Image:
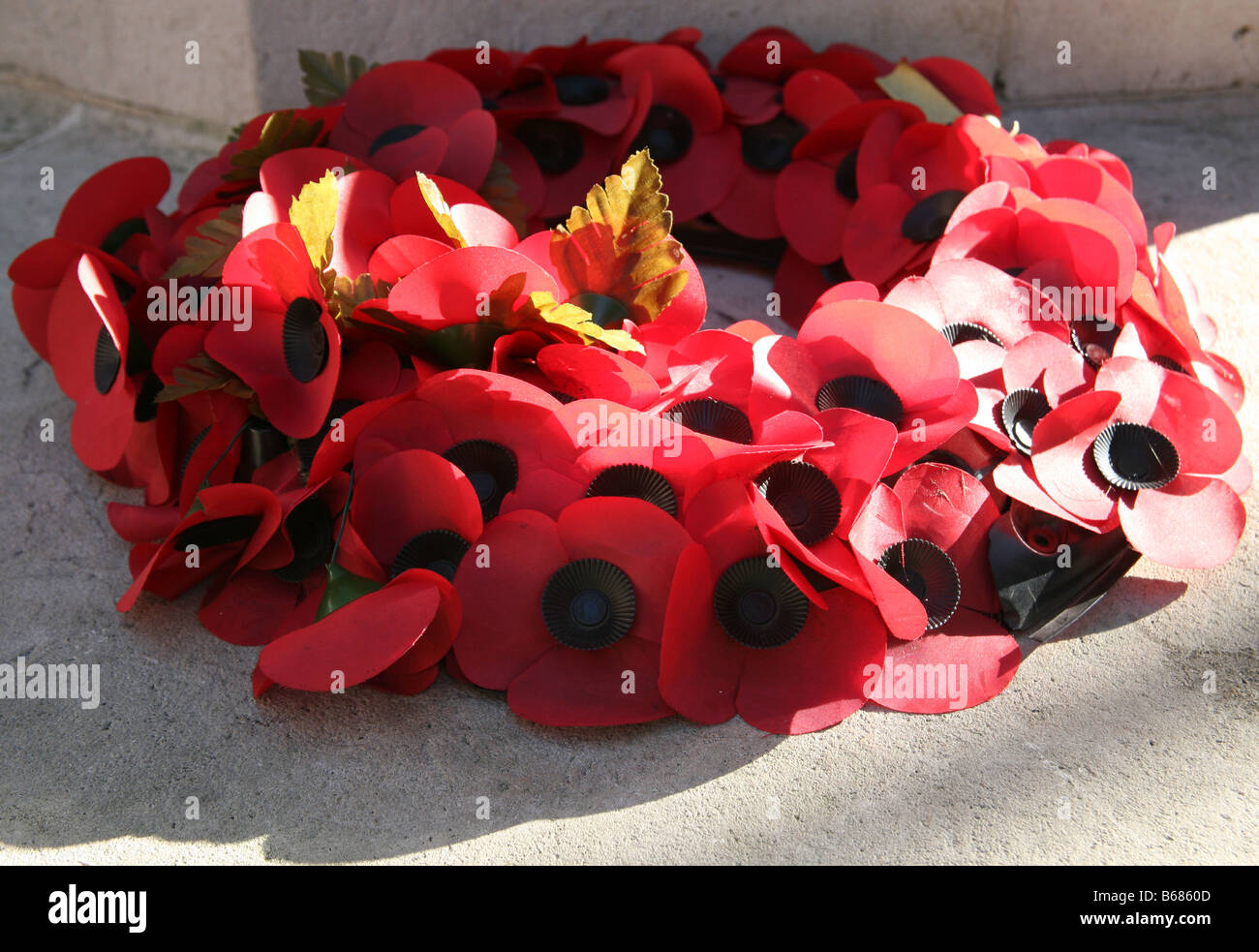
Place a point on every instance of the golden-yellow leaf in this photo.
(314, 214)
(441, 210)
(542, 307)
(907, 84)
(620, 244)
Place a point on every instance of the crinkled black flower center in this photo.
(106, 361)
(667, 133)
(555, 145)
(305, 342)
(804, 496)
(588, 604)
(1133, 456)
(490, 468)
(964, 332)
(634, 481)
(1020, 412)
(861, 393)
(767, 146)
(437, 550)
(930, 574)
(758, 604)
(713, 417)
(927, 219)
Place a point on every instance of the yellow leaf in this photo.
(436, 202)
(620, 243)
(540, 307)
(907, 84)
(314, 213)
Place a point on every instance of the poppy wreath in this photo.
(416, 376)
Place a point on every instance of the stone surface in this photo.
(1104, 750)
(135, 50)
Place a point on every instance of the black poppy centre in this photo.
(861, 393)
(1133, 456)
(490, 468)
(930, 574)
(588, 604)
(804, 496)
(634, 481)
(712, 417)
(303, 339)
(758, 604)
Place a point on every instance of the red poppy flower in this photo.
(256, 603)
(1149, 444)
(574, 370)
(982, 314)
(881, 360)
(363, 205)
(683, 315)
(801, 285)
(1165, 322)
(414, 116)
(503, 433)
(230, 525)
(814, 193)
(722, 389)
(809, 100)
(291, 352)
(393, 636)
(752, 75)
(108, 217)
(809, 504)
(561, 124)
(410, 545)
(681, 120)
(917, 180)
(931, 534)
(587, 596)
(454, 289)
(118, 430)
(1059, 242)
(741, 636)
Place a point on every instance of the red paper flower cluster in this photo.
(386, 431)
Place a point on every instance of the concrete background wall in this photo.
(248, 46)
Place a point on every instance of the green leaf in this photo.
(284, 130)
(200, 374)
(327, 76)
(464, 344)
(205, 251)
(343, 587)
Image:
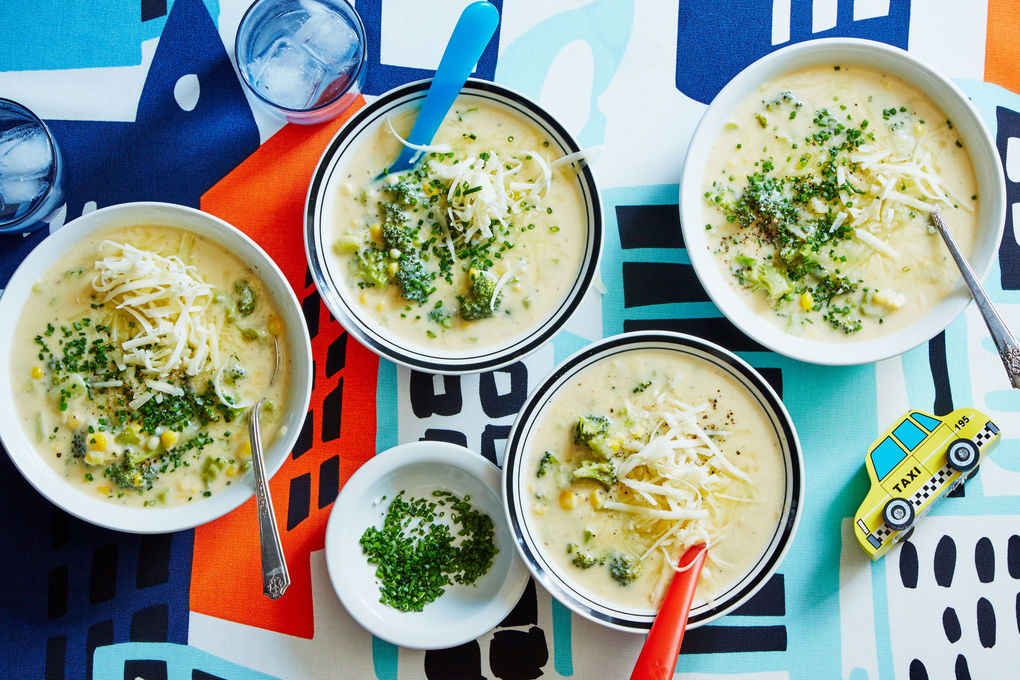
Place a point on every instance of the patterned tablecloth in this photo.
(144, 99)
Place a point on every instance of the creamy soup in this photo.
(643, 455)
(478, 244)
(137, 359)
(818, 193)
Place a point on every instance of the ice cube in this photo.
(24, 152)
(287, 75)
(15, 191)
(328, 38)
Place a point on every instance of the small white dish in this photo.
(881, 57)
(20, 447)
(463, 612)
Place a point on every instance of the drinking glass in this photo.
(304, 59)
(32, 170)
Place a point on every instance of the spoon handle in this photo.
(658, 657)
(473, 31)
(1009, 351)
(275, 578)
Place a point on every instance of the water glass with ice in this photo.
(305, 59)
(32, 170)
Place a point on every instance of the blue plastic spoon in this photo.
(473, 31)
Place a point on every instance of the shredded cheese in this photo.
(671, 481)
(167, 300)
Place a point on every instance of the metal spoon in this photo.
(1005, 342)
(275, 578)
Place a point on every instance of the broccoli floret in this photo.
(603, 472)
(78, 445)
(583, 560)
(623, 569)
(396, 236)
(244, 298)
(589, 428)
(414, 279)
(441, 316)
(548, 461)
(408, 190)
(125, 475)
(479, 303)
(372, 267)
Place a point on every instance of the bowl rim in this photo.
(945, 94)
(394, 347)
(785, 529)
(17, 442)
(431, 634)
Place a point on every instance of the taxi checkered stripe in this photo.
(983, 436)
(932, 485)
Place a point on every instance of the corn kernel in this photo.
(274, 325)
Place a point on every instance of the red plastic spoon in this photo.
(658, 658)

———

Instructions to follow -
Minus its pictures, the full listing should be copied verbatim.

Solution below -
Image:
Place a point on every instance of the golden-yellow leaf in this photo.
(314, 214)
(441, 210)
(542, 307)
(907, 84)
(620, 244)
Place a point on every instance of the crinkled black flower center in this photo.
(106, 361)
(667, 133)
(555, 145)
(305, 342)
(804, 496)
(588, 604)
(1133, 456)
(490, 468)
(964, 332)
(634, 481)
(1020, 412)
(861, 393)
(767, 146)
(437, 550)
(930, 574)
(758, 604)
(713, 417)
(927, 219)
Place a point on every instance of the yellow leaf in this photo.
(436, 202)
(620, 243)
(540, 307)
(907, 84)
(314, 213)
Place a point on every instance of the poppy wreath in this photo.
(416, 376)
Place a point on every instance of the stone surface in this photo.
(1104, 750)
(135, 50)
Place a point on every instance of the black poppy centre in this photo.
(861, 393)
(1133, 456)
(490, 468)
(930, 574)
(588, 604)
(804, 496)
(634, 481)
(712, 417)
(303, 339)
(758, 604)
Place a point on every instance of the red poppy flower in this photo.
(256, 603)
(1149, 444)
(574, 370)
(982, 314)
(881, 360)
(363, 205)
(683, 315)
(801, 285)
(1165, 322)
(414, 116)
(503, 433)
(230, 525)
(814, 193)
(722, 389)
(809, 100)
(291, 352)
(393, 636)
(752, 75)
(108, 217)
(809, 504)
(561, 124)
(410, 545)
(681, 120)
(917, 180)
(931, 534)
(587, 596)
(454, 289)
(118, 430)
(1059, 242)
(741, 636)
Place a point on every instance of the red paper flower cluster in this photo.
(386, 431)
Place a point on every instance of the concrete background wall in this photo.
(248, 46)
Place a point on every instance of the green leaf in this photo.
(284, 130)
(200, 374)
(327, 76)
(464, 344)
(205, 251)
(343, 587)
Image:
Place a point on every instance of the patterned tablecloth in this photo.
(144, 99)
Place a point on every instance of the creamy soup in this photo.
(643, 455)
(478, 244)
(137, 359)
(818, 193)
Place a point on every instance of the ice cube in this photo.
(24, 152)
(287, 75)
(15, 191)
(328, 38)
Place a point on every instance of the small white dish in this photo.
(881, 57)
(20, 447)
(463, 612)
Place a point on every instance of the drinking glass in this photo.
(304, 59)
(32, 170)
Place a point on every instance of the spoon handle in this photo.
(658, 657)
(473, 31)
(1009, 351)
(275, 578)
Place a point on every instance of the water glass with ice in this photo.
(305, 59)
(32, 170)
Place a point on every instance of the blue plastic spoon in this photo.
(473, 31)
Place a point on every instance of the shredded cheese in this photo.
(671, 481)
(167, 300)
Place a point on every instance of the metal spoon in this photo.
(1005, 342)
(275, 578)
Place a point on every instance of the broccoli floret in this photo.
(603, 472)
(78, 445)
(583, 560)
(623, 569)
(396, 236)
(244, 298)
(589, 428)
(414, 279)
(441, 316)
(548, 461)
(408, 190)
(125, 475)
(479, 303)
(372, 267)
Place a point on every instance of the bowl rim in this photo.
(945, 94)
(394, 347)
(785, 529)
(17, 442)
(431, 634)
Place a point on every instance of the taxi checkered stripe in this photo.
(983, 436)
(932, 485)
Place a point on every instance of the corn kernel in this photo.
(274, 325)
Place a point on every instance of the red plastic spoon in this photo.
(658, 658)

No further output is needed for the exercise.